* **COMPITO BREVE 1**: Riproduci integralmente il testo sulle risposte di Crosetto agli utenti di X.

* **TESTO ESTRATTO**:
Ma c’è una speciale suscettibilità del potente quando viene colto in fallo nella sua cattiva coscienza: l’altro giorno il ministro della Guerra Crosetto, dopo aver postato su X una foto delle sue vacanze in montagna (“Finalmente a casa”), s’è visto rispondere da un signore: “Sarebbe opportuno che pensasse anche a chi, grazie alle vostre armi, una casa non l’ha più, una famiglia non l’ha più. Quando chiedete più tasse, usatele per fare del bene e non distruggere il SSN”. Impeccabile. Praticamente un editoriale, senza un insulto, oggettivo, informato. Crosetto, con grande senso delle istituzioni, risponde così all’utente, che non è un troll e si firma con nome e cognome: “Non so se lei sia più infame o ignorante. Ciò detto anche una persona squallida come lei merita di passare un Buon Natale: auguri”. A un altro, ugualmente civilissimo, dà dello “sfigato” e del rosicone, sottintendendo che lui, il riccone, è in vacanza sui monti mentre il poveretto sbava davanti alle foto delle vacanze di lorsignori; a un altro dice di stare “a cuccia”.

Voci di etichettatura della posizione degli oggetti:
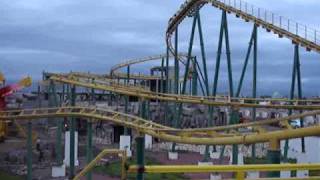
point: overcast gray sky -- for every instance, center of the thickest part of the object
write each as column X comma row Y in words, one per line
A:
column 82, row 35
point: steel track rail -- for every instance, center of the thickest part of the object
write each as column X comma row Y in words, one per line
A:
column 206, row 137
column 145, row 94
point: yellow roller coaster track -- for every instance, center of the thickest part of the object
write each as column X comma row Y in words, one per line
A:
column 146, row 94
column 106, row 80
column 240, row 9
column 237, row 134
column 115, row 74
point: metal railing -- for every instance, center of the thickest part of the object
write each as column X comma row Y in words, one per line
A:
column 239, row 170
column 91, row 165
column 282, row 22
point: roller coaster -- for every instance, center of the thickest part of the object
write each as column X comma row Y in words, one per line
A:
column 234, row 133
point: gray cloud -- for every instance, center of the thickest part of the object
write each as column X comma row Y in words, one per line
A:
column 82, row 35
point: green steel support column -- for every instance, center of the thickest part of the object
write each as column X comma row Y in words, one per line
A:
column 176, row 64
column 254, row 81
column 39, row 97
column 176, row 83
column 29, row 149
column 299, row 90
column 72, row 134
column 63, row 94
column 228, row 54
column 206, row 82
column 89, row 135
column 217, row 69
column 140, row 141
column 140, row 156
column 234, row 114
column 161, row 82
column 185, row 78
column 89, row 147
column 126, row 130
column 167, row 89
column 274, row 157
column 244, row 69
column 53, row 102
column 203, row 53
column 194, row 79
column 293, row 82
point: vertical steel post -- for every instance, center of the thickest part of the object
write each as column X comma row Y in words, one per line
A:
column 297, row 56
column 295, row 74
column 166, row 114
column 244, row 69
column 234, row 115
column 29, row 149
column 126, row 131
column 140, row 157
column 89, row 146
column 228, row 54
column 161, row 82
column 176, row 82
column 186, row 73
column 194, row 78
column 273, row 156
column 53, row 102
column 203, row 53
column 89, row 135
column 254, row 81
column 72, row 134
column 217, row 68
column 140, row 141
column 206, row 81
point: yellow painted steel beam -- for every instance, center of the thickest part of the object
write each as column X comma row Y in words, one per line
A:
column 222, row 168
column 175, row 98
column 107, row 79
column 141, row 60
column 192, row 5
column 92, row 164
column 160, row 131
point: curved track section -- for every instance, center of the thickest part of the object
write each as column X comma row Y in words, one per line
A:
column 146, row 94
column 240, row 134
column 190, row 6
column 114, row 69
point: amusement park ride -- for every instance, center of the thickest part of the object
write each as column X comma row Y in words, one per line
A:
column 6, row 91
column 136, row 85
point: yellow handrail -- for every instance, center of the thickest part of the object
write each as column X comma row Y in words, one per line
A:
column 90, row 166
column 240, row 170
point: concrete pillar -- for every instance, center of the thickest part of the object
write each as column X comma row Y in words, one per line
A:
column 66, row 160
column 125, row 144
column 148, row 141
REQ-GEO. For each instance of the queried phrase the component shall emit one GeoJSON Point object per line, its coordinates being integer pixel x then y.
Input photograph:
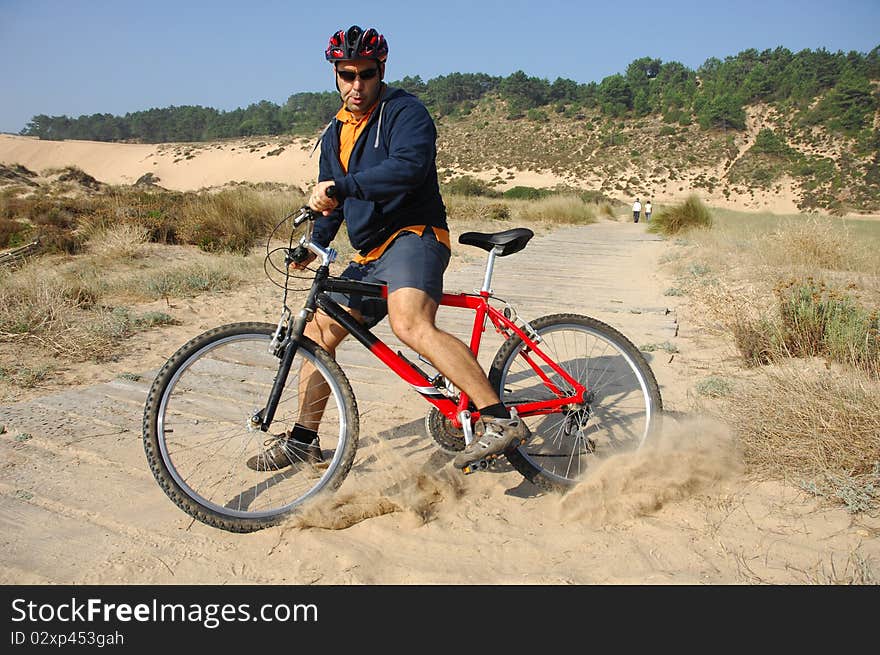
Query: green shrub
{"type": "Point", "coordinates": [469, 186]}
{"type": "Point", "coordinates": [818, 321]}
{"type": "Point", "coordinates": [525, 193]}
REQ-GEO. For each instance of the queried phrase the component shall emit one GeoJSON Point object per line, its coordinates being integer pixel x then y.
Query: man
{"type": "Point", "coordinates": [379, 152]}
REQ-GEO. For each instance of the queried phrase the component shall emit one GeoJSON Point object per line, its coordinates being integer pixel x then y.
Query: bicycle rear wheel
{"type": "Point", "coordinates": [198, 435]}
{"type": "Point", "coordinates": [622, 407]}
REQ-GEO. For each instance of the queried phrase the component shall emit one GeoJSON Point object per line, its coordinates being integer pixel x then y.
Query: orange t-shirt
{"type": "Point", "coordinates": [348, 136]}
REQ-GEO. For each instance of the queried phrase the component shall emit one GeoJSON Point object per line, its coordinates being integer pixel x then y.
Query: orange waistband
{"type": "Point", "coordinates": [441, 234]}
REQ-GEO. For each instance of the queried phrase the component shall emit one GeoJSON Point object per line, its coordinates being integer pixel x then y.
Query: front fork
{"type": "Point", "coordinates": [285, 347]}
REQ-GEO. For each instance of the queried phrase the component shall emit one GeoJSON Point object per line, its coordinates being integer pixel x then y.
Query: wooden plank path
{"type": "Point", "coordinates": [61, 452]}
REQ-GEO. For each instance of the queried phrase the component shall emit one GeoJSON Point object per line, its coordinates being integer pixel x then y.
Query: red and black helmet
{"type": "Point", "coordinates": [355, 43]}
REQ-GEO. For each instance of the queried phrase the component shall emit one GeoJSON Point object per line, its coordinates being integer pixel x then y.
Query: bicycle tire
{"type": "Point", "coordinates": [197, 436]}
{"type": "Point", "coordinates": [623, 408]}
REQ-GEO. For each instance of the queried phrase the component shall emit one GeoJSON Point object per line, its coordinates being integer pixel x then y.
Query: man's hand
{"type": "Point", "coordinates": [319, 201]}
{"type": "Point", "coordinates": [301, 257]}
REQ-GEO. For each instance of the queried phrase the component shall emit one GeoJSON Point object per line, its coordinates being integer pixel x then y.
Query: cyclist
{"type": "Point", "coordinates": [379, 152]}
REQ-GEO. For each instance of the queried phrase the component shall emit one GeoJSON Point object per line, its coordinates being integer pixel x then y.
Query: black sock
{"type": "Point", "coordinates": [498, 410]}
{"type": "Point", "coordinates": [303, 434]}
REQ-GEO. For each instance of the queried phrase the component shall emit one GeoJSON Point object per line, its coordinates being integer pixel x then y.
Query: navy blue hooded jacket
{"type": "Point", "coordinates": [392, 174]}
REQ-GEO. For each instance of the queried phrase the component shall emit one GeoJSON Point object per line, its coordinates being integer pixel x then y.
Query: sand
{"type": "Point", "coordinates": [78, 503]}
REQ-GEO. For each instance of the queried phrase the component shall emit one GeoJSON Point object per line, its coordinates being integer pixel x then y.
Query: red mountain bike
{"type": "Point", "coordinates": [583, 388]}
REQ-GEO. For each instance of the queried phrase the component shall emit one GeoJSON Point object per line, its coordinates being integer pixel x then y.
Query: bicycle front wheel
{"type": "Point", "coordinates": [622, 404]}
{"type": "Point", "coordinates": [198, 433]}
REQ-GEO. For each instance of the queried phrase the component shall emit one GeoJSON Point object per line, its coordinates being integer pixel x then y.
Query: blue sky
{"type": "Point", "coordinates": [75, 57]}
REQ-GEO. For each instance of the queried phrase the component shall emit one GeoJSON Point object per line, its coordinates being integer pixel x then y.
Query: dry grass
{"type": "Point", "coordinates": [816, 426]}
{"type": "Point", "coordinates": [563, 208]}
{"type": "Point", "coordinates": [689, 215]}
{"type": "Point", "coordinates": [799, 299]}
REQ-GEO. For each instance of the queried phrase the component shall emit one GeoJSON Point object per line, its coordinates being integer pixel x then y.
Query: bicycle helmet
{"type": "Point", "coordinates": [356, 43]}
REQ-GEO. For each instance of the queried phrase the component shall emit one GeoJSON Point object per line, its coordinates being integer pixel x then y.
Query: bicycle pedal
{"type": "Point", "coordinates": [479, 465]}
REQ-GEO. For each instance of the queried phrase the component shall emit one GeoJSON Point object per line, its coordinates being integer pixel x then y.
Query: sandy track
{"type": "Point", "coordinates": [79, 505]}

* **COMPITO BREVE 2**: Riscrivi come tabella Markdown, con le colonne "Numero" e "Riga dell'elenco", tutto ciò che va dall'inizio dell'elenco fino alla riga che contiene "column 145, row 94", entrambe le estremità incluse. Tralascia le righe vuote e lascia fuori le immagini.

* **RISULTATO 1**:
Ma c’è una speciale suscettibilità del potente quando viene colto in fallo nella sua cattiva coscienza: l’altro giorno il ministro della Guerra Crosetto, dopo aver postato su X una foto delle sue vacanze in montagna (“Finalmente a casa”), s’è visto rispondere da un signore: “Sarebbe opportuno che pensasse anche a chi, grazie alle vostre armi, una casa non l’ha più, una famiglia non l’ha più. Quando chiedete più tasse, usatele per fare del bene e non distruggere il SSN”. Impeccabile. Praticamente un editoriale, senza un insulto, oggettivo, informato. Crosetto, con grande senso delle istituzioni, risponde così all’utente, che non è un troll e si firma con nome e cognome: “Non so se lei sia più infame o ignorante. Ciò detto anche una persona squallida come lei merita di passare un Buon Natale: auguri”. A un altro, ugualmente civilissimo, dà dello “sfigato” e del rosicone, sottintendendo che lui, il riccone, è in vacanza sui monti mentre il poveretto sbava davanti alle foto delle vacanze di lorsignori; a un altro dice di stare “a cuccia”.

* **RISULTATO 2**:
| Numero | Riga dell'elenco |
|---|---|
| 1 | point: overcast gray sky -- for every instance, center of the thickest part of the object |
| 2 | write each as column X comma row Y in words, one per line |
| 3 | A: |
| 4 | column 82, row 35 |
| 5 | point: steel track rail -- for every instance, center of the thickest part of the object |
| 6 | write each as column X comma row Y in words, one per line |
| 7 | A: |
| 8 | column 206, row 137 |
| 9 | column 145, row 94 |